(WORK INSTRUCTIONS):
A: Using the reason the malloc discussion itself gives, explain why the sizeof in the allocation should take int * rather than int.
B: In the malloc discussion, what type should the result of malloc be cast to?
C: Carry the malloc discussion forward from its final line.
— START SOURCE EXTRACT —
** help...

Christopher R Volpe volpe at underdog.crd.ge.com
Wed Aug 22 22:18:58 AEST 1990


In article <1884 at jura.tcom.stc.co.uk>, rmj at tcom.stc.co.uk (Rhodri James)
writes:
|>You want the whole list or just the short version? :-)
|>
|>1) array is an int **  so the malloc should be cast to that
|>2) the "elements" are int *, so that should be what you take sizeof.
|>Pointers haven't been equivalent to ints for some while.
|>3) this isn't vastly relevant to PC applications, but doing a
|>multiplication as your argument to malloc is just asking for alignment
|>trouble. Either calloc(xL, sizeof(int *)), or (more grungily)
|>malloc(sizeof(int *[xL])) (will this work if xL is a variable?)
— END SOURCE EXTRACT —
— START EXTRACTED RECORDS —
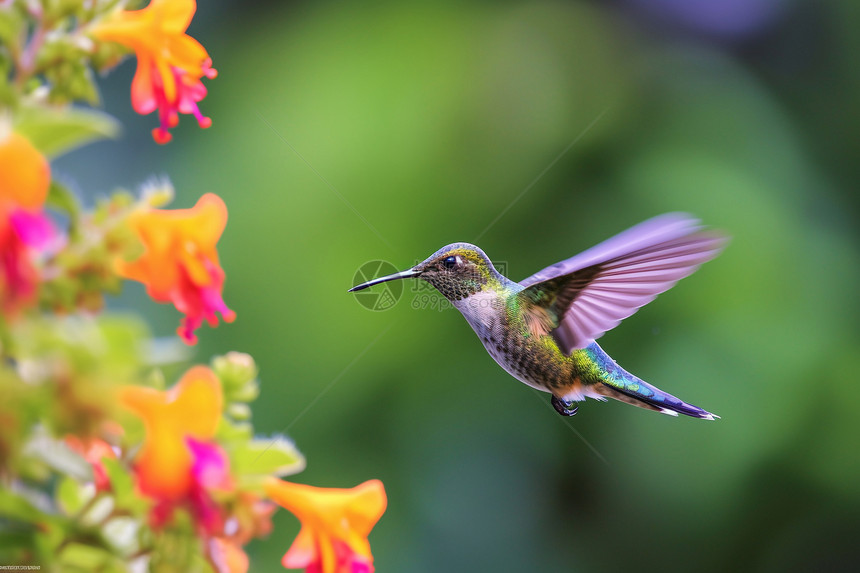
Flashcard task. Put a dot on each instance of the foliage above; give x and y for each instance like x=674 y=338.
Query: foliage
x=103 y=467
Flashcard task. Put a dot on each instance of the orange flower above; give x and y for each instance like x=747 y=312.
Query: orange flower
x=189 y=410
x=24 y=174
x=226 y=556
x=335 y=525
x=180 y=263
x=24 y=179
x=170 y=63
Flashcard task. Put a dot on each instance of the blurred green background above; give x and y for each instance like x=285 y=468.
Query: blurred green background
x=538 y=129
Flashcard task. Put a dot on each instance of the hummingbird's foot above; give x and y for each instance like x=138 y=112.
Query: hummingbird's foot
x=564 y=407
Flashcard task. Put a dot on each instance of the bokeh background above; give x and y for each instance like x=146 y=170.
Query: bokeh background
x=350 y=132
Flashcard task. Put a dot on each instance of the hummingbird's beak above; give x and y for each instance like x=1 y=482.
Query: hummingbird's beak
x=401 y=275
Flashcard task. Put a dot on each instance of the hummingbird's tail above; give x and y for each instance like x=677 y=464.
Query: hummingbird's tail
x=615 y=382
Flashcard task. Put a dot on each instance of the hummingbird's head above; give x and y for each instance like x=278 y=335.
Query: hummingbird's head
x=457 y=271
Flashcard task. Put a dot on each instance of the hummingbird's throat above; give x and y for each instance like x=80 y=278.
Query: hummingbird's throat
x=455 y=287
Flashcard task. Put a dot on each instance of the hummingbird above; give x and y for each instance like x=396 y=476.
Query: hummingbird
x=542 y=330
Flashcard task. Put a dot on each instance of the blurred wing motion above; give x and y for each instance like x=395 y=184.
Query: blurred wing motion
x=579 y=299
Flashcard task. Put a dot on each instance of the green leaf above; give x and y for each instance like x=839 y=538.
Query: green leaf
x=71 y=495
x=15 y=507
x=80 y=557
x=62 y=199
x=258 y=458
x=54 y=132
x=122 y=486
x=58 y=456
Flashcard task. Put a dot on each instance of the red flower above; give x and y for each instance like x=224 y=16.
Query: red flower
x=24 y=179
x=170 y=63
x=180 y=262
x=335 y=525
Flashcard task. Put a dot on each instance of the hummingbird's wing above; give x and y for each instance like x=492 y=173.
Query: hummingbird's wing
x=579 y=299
— END EXTRACTED RECORDS —
(ANSWERS PROVIDED):
A: The elements of the array are of type int *, so that is the type whose size should be taken. Pointers haven't been equivalent to ints for some while.

B: It should be cast to int **, because array is an int **.

C:
First, malloc doesn't know or care (and couldn't find out if it wanted
to) whether the argument being passed in is a constant expression
(like sizeof(anything)) or an expression computed at runtime via
a multiplication. My copy of K&R II says (section 7.8.5) that the
pointer returned by malloc or calloc has proper alignment for the
object in question. My manpage (SunOS 4.0.?) says that calloc USES
malloc to allocate the storage, and then initializes it to zeros.

Second, types must have a size determinable at compile time, since
sizeof yields a constant expression. So, (int *[xL]) is not a legal
type. AND EVEN IF IT WERE LEGAL, the value produced would be the
same as (xL * sizeof(int *)), so malloc wouldn't know the difference.

|>Rhodri
|>-- 
|>* Windsinger                 * "Nothing is forgotten..."
|>* rmj at islay.tcom.stc.co.uk   *                    Mike Whitaker
|>*     or (occasionally)      * "...except sometimes the words"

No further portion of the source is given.